-- start SUPPLIED RECORDS --

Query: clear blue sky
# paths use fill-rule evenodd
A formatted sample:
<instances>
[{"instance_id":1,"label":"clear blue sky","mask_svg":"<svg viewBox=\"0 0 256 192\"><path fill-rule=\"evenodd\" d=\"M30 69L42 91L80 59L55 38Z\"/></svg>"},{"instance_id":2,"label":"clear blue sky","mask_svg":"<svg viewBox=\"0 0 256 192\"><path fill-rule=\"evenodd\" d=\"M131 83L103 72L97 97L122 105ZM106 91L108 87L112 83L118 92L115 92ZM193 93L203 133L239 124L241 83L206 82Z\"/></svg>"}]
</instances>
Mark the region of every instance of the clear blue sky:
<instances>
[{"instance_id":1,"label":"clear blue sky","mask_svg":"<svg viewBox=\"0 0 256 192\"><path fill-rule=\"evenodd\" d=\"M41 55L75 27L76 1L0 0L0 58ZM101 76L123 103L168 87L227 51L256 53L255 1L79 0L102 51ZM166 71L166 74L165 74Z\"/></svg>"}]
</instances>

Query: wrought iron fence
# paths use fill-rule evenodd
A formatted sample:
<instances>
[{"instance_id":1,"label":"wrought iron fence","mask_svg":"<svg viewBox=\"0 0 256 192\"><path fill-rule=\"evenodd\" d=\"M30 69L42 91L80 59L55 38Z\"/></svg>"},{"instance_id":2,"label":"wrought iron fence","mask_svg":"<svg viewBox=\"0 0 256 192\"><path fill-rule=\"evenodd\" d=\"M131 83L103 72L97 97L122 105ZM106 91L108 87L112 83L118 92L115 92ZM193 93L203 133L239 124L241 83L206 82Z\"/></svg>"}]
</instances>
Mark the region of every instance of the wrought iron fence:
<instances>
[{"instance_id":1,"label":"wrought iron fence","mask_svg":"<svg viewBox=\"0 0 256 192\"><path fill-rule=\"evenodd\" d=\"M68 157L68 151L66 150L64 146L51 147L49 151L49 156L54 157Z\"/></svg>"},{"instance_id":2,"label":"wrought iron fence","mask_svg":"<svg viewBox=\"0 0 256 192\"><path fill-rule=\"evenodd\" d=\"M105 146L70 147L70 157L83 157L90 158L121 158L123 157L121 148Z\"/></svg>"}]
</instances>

-- end SUPPLIED RECORDS --

-- WHAT IS BEING ASKED --
Set every line of all the items above into a numbered list, omitting any blank lines.

-- RESULT OF THE EXERCISE --
1. Query: clear blue sky
2. # paths use fill-rule evenodd
3. A formatted sample:
4. <instances>
5. [{"instance_id":1,"label":"clear blue sky","mask_svg":"<svg viewBox=\"0 0 256 192\"><path fill-rule=\"evenodd\" d=\"M30 69L42 91L80 59L55 38Z\"/></svg>"},{"instance_id":2,"label":"clear blue sky","mask_svg":"<svg viewBox=\"0 0 256 192\"><path fill-rule=\"evenodd\" d=\"M131 83L103 72L97 97L122 105ZM106 91L108 87L112 83L118 92L115 92ZM193 93L203 133L239 124L241 83L206 82Z\"/></svg>"}]
6. </instances>
7. Mark the region of every instance of the clear blue sky:
8. <instances>
9. [{"instance_id":1,"label":"clear blue sky","mask_svg":"<svg viewBox=\"0 0 256 192\"><path fill-rule=\"evenodd\" d=\"M41 55L75 27L76 1L0 0L0 58ZM101 76L123 103L168 87L227 51L256 53L255 1L79 0L102 51ZM166 71L166 74L165 74Z\"/></svg>"}]
10. </instances>
11. Query: wrought iron fence
12. # paths use fill-rule evenodd
13. A formatted sample:
14. <instances>
15. [{"instance_id":1,"label":"wrought iron fence","mask_svg":"<svg viewBox=\"0 0 256 192\"><path fill-rule=\"evenodd\" d=\"M30 69L42 91L80 59L55 38Z\"/></svg>"},{"instance_id":2,"label":"wrought iron fence","mask_svg":"<svg viewBox=\"0 0 256 192\"><path fill-rule=\"evenodd\" d=\"M131 83L103 72L97 97L122 105ZM106 91L108 87L112 83L118 92L115 92ZM193 93L203 133L239 124L241 83L206 82Z\"/></svg>"}]
16. </instances>
17. Mark the region of every instance of the wrought iron fence:
18. <instances>
19. [{"instance_id":1,"label":"wrought iron fence","mask_svg":"<svg viewBox=\"0 0 256 192\"><path fill-rule=\"evenodd\" d=\"M68 157L68 151L66 150L64 146L51 147L49 151L49 156L54 157Z\"/></svg>"},{"instance_id":2,"label":"wrought iron fence","mask_svg":"<svg viewBox=\"0 0 256 192\"><path fill-rule=\"evenodd\" d=\"M105 146L70 147L70 157L83 157L90 158L121 158L123 157L121 148Z\"/></svg>"}]
20. </instances>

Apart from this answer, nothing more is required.